**DATA FOR THE TASK:**
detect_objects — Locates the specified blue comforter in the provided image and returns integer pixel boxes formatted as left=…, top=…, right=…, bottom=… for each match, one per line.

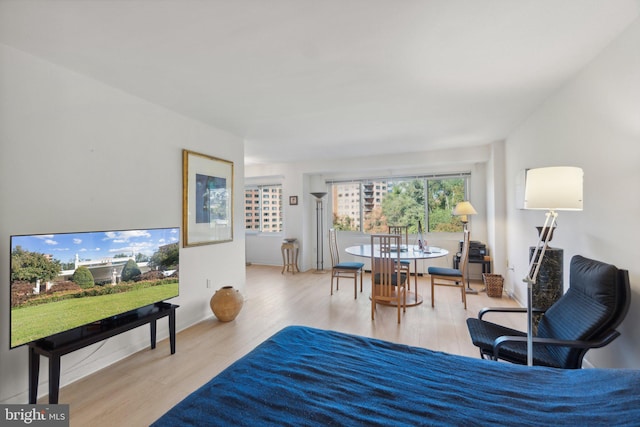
left=153, top=326, right=640, bottom=427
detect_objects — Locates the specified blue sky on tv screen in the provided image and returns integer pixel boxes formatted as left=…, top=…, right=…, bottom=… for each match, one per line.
left=11, top=227, right=180, bottom=263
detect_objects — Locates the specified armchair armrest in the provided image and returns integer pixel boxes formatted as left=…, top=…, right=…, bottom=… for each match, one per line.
left=478, top=307, right=546, bottom=320
left=493, top=329, right=620, bottom=360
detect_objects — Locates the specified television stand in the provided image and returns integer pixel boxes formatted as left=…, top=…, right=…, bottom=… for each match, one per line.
left=29, top=302, right=179, bottom=404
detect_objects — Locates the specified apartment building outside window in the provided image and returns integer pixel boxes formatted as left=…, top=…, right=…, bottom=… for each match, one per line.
left=331, top=173, right=470, bottom=234
left=244, top=184, right=282, bottom=233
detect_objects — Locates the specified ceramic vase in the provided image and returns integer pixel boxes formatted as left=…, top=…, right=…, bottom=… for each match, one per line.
left=209, top=286, right=244, bottom=322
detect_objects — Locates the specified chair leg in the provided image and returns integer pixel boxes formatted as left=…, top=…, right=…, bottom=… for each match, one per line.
left=353, top=271, right=358, bottom=299
left=431, top=276, right=436, bottom=307
left=461, top=280, right=467, bottom=310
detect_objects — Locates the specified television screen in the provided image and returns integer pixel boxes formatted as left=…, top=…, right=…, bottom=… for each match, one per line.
left=10, top=227, right=180, bottom=348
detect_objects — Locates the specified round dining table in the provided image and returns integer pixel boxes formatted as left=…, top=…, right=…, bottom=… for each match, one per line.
left=345, top=244, right=449, bottom=307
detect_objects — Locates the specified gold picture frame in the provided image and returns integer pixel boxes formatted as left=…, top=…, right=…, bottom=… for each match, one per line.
left=182, top=150, right=233, bottom=248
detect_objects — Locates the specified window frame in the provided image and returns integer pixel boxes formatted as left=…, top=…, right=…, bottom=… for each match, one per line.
left=326, top=171, right=472, bottom=235
left=244, top=182, right=284, bottom=236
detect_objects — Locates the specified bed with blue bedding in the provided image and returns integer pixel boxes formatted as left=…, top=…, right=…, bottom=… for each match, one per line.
left=153, top=326, right=640, bottom=427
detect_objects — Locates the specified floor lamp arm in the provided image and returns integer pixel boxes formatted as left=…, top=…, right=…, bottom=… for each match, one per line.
left=523, top=210, right=558, bottom=366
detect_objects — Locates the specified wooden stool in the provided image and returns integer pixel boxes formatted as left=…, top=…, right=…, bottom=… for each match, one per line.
left=280, top=241, right=300, bottom=274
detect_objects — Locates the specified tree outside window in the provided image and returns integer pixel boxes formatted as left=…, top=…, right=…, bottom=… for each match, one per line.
left=332, top=176, right=468, bottom=234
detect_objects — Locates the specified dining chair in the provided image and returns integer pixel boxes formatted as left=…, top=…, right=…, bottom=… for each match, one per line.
left=427, top=230, right=470, bottom=310
left=371, top=234, right=407, bottom=323
left=329, top=228, right=364, bottom=298
left=389, top=225, right=418, bottom=291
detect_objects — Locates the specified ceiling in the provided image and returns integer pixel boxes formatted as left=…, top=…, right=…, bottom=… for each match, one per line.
left=0, top=0, right=640, bottom=164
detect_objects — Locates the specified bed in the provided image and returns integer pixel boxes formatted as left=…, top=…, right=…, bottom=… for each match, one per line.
left=153, top=326, right=640, bottom=427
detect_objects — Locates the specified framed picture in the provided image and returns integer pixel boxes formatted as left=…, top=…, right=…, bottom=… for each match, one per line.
left=182, top=150, right=233, bottom=247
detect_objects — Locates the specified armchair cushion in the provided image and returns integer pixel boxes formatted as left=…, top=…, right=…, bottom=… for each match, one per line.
left=467, top=255, right=631, bottom=369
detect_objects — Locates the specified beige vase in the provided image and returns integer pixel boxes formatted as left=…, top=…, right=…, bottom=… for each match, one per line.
left=209, top=286, right=244, bottom=322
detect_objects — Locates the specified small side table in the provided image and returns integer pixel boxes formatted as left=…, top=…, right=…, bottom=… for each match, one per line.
left=280, top=240, right=300, bottom=274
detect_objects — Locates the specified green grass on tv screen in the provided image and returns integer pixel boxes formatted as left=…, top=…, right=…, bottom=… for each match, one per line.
left=11, top=282, right=178, bottom=347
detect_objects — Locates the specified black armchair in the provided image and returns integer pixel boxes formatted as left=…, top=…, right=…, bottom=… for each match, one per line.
left=467, top=255, right=631, bottom=369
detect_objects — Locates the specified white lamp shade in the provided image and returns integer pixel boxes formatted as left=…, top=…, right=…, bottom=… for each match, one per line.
left=453, top=201, right=478, bottom=215
left=524, top=166, right=583, bottom=211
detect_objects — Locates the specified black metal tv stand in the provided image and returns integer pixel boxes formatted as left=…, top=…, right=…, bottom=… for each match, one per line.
left=29, top=302, right=179, bottom=404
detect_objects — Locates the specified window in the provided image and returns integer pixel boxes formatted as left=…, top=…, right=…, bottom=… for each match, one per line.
left=331, top=173, right=470, bottom=234
left=244, top=184, right=282, bottom=233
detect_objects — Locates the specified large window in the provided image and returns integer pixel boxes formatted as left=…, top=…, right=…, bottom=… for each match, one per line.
left=331, top=173, right=469, bottom=234
left=244, top=184, right=282, bottom=233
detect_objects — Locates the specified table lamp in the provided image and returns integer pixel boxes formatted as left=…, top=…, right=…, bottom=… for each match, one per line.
left=453, top=200, right=478, bottom=230
left=523, top=166, right=583, bottom=366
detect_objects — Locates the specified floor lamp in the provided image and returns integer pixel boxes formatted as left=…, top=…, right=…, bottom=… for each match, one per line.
left=453, top=200, right=478, bottom=294
left=523, top=166, right=583, bottom=366
left=311, top=192, right=327, bottom=273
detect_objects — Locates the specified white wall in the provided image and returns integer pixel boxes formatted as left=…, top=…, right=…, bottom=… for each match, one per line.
left=0, top=45, right=245, bottom=403
left=506, top=21, right=640, bottom=368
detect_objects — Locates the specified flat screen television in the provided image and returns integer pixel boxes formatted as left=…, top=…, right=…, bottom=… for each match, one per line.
left=10, top=227, right=180, bottom=348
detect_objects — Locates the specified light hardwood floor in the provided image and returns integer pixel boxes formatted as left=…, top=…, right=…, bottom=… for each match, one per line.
left=50, top=266, right=526, bottom=426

**PROBLEM REQUIREMENTS:** Copy all of the material above line for line, leaving the pictures out.

**CORRECT OUTPUT:**
detect_objects — Locates the specified blue comforter in the provided image and returns integer pixel boxes formatted as left=…, top=…, right=…, bottom=… for each match, one per line.

left=153, top=326, right=640, bottom=427
detect_objects — Locates the specified blue sky on tv screen in the provided image and returns integer pixel boxes formatted as left=…, top=…, right=…, bottom=… for each match, one per line.
left=11, top=227, right=180, bottom=263
detect_objects — Locates the specified armchair armrest in the provided image and returns integer pixel boxes formatted as left=…, top=…, right=…, bottom=… for each match, one per line.
left=478, top=307, right=546, bottom=320
left=493, top=329, right=620, bottom=360
detect_objects — Locates the specified television stand in the provided image and returns integer pixel boxes formatted as left=…, top=…, right=…, bottom=… for each match, one per line.
left=29, top=302, right=179, bottom=404
detect_objects — Locates the specified apartment building outside window in the provided image and returns integer pixel boxes formatted as left=…, top=…, right=…, bottom=… for each match, one per line.
left=331, top=173, right=470, bottom=234
left=244, top=184, right=282, bottom=233
detect_objects — Locates the specified ceramic vase in the provided image and returns integer pixel boxes formatted as left=…, top=…, right=…, bottom=… for each match, one per line.
left=209, top=286, right=244, bottom=322
detect_objects — Locates the specified chair leg in the provided image and returns integer pixel boxes formatted as left=…, top=…, right=…, bottom=… for each match, one per line.
left=353, top=271, right=358, bottom=299
left=431, top=276, right=436, bottom=307
left=461, top=280, right=467, bottom=310
detect_objects — Locates the specified television screen in the provided image and returns integer pixel boxes formatted as left=…, top=…, right=…, bottom=… for each match, one per line.
left=10, top=227, right=180, bottom=348
detect_objects — Locates the specified round dining table in the provided image and returns integer pixel boxes formatted as left=…, top=…, right=…, bottom=… for each match, one per line.
left=345, top=244, right=449, bottom=307
detect_objects — Locates the specified gold picture frame in the provided image and returns integer pixel boxes formatted as left=…, top=…, right=…, bottom=… for each match, one per line.
left=182, top=150, right=233, bottom=248
detect_objects — Locates the specified window frame in the provided image and returns integer pixel boxes formatted as left=…, top=…, right=…, bottom=… for each match, one per line.
left=326, top=171, right=472, bottom=235
left=244, top=182, right=284, bottom=236
detect_objects — Locates the specified bed with blue bedding in the provided image and returns integer pixel boxes formatted as left=…, top=…, right=…, bottom=… for each match, one per line.
left=153, top=326, right=640, bottom=427
detect_objects — Locates the specified floor lamp arm in the provided image and returns integer pixel boxes formatted as left=…, top=…, right=…, bottom=… for each match, one per line.
left=523, top=210, right=558, bottom=366
detect_objects — Locates the specified wooden stool in the provided image and returns integer pixel boxes formatted as left=…, top=…, right=…, bottom=… for each match, one per line.
left=280, top=241, right=300, bottom=274
detect_objects — Locates the specified tree outside window in the provided image and returns integer pixel boxes formatted as left=…, top=…, right=…, bottom=… for each match, one per line.
left=332, top=176, right=468, bottom=234
detect_objects — Locates the specified dining chair in the provided image and returns integer pixel boxes formatted as left=…, top=…, right=…, bottom=… for each match, one per line.
left=427, top=230, right=470, bottom=310
left=371, top=234, right=407, bottom=323
left=329, top=228, right=364, bottom=298
left=389, top=225, right=418, bottom=291
detect_objects — Locates the specified ceiling in the provided image and returns integer pixel boxes formatted as left=…, top=…, right=…, bottom=… for each match, one per line.
left=0, top=0, right=640, bottom=164
detect_objects — Locates the specified bed in the provided image and returns integer pixel boxes formatted as left=…, top=…, right=…, bottom=… for each match, one per line.
left=153, top=326, right=640, bottom=427
detect_objects — Locates the specified framed picture in the provided image and returns integer pixel boxes formatted as left=…, top=…, right=…, bottom=… for each match, one per line.
left=182, top=150, right=233, bottom=247
detect_objects — Locates the specified armchair cushion in the provided image and returns integer pixel boxes formatted as left=…, top=…, right=…, bottom=… for each match, one per line.
left=467, top=255, right=631, bottom=369
detect_objects — Locates the specified beige vase in the provided image and returns integer pixel boxes formatted as left=…, top=…, right=…, bottom=… for each match, one per line.
left=209, top=286, right=244, bottom=322
detect_objects — Locates the specified small side table in the provided image and returns integer pixel boxes formatted as left=…, top=…, right=…, bottom=… for each match, one per line.
left=280, top=240, right=300, bottom=274
detect_objects — Locates the specified green grass on tv screen in the provided image and returns integer pixel boxes formatted as left=…, top=…, right=…, bottom=… for each match, one per line.
left=11, top=282, right=178, bottom=347
detect_objects — Locates the specified black armchair in the provided image and returns integer pixel boxes formatted as left=…, top=…, right=…, bottom=… for each match, one per line.
left=467, top=255, right=631, bottom=369
detect_objects — Locates the specified white lamp shade in the provided image and returns integer pixel boxes formatted as left=…, top=…, right=…, bottom=… for each match, one per line.
left=453, top=201, right=478, bottom=215
left=524, top=166, right=583, bottom=211
detect_objects — Locates the specified black metal tv stand in the provided image and returns integer pixel boxes formatted as left=…, top=…, right=…, bottom=… for each match, one per line.
left=29, top=302, right=179, bottom=404
detect_objects — Locates the specified window in the provided image and returns integer pixel boxes formatted as left=…, top=…, right=…, bottom=… for each match, one per line.
left=331, top=173, right=470, bottom=234
left=244, top=184, right=282, bottom=233
detect_objects — Locates the specified large window in the provided image and returns integer pixel boxes formatted as left=…, top=…, right=…, bottom=… for each match, one per line.
left=331, top=173, right=469, bottom=234
left=244, top=184, right=282, bottom=233
detect_objects — Locates the specified table lamp in the provided image and returns integer pixel boxes formatted as left=…, top=…, right=…, bottom=… for each match, one per line.
left=453, top=200, right=478, bottom=230
left=523, top=166, right=583, bottom=366
detect_objects — Locates the specified floor lamp in the provided image and returns integer pixel boxes formatted as left=…, top=…, right=…, bottom=… for each match, one per line.
left=453, top=200, right=478, bottom=294
left=523, top=166, right=583, bottom=366
left=311, top=192, right=327, bottom=273
detect_objects — Locates the specified white wall in the provided image and returns integer pixel boxes formatted as left=…, top=…, right=…, bottom=… for each match, one per line.
left=0, top=45, right=245, bottom=403
left=506, top=21, right=640, bottom=368
detect_objects — Locates the specified flat screen television in the provided image and returns integer pixel boxes formatted as left=…, top=…, right=…, bottom=… for each match, one per line.
left=10, top=227, right=180, bottom=348
detect_objects — Locates the specified light hardwood floor in the provided image and returns integer pixel boxes formatted as left=…, top=…, right=…, bottom=… for each match, one per line.
left=50, top=266, right=526, bottom=426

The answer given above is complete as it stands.